Task objective
Send back the records in full, character for character.

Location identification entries
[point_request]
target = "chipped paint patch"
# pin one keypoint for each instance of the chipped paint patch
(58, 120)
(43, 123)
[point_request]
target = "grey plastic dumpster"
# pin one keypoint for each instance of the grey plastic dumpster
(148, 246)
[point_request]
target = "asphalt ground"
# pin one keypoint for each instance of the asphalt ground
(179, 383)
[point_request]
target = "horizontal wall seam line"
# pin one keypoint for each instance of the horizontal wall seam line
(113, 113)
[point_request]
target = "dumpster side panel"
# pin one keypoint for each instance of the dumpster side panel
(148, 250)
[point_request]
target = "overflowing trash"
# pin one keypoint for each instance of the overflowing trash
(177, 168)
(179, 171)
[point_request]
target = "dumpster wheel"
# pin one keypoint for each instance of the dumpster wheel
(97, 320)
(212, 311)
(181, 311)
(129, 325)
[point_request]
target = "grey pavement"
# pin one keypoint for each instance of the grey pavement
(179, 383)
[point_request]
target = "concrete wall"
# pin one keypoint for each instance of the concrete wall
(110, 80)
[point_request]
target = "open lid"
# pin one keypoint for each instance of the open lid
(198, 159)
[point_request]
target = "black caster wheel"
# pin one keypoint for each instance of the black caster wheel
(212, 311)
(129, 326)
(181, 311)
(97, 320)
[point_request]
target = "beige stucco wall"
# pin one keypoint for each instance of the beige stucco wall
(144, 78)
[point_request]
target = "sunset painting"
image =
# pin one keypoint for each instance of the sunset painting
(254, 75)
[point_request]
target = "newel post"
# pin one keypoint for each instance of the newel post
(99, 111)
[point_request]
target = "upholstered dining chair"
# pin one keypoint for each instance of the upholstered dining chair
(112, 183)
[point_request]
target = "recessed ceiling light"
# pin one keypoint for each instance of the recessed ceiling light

Result of this exercise
[point_request]
target = "chipped paint patch"
# pin one keypoint for each instance of the chipped paint patch
(58, 120)
(43, 123)
[point_request]
target = "grey plastic dumpster"
# pin one keypoint for each instance of the grey plastic dumpster
(148, 246)
[point_request]
target = "asphalt ground"
# pin one keypoint for each instance of the asphalt ground
(179, 383)
[point_request]
target = "horizontal wall seam line"
# pin one keypoint for each instance of the horizontal wall seam line
(113, 113)
[point_request]
target = "dumpster side panel"
# pin one keypoint for each instance of the dumpster side panel
(148, 250)
[point_request]
target = "overflowing trash"
# pin one keypoint for each instance of the overflowing trash
(177, 168)
(179, 171)
[point_request]
target = "dumpster wheel"
# pin one keypoint for each instance of the dumpster wheel
(97, 320)
(212, 311)
(181, 311)
(129, 325)
[point_request]
target = "grey pavement"
# pin one keypoint for each instance of the grey pavement
(179, 383)
[point_request]
target = "concrete wall"
# pin one keypoint for each instance of the concrete wall
(110, 80)
[point_request]
target = "open lid"
# pin one keypoint for each instance of the open lid
(198, 159)
[point_request]
target = "black caster wheel"
# pin one keypoint for each instance of the black caster wheel
(212, 311)
(129, 326)
(181, 311)
(97, 320)
[point_request]
target = "beige stucco wall"
# pin one keypoint for each instance of the beige stucco wall
(144, 78)
[point_request]
target = "sunset painting"
image =
# pin one keypoint for each instance of the sunset painting
(254, 75)
[point_request]
target = "newel post"
# pin one keypoint for each instance of the newel post
(99, 111)
[point_request]
target = "upholstered dining chair"
# pin one keypoint for each instance of the upholstered dining chair
(112, 183)
[point_request]
target = "recessed ceiling light"
# pin one keypoint for each instance of the recessed ceiling light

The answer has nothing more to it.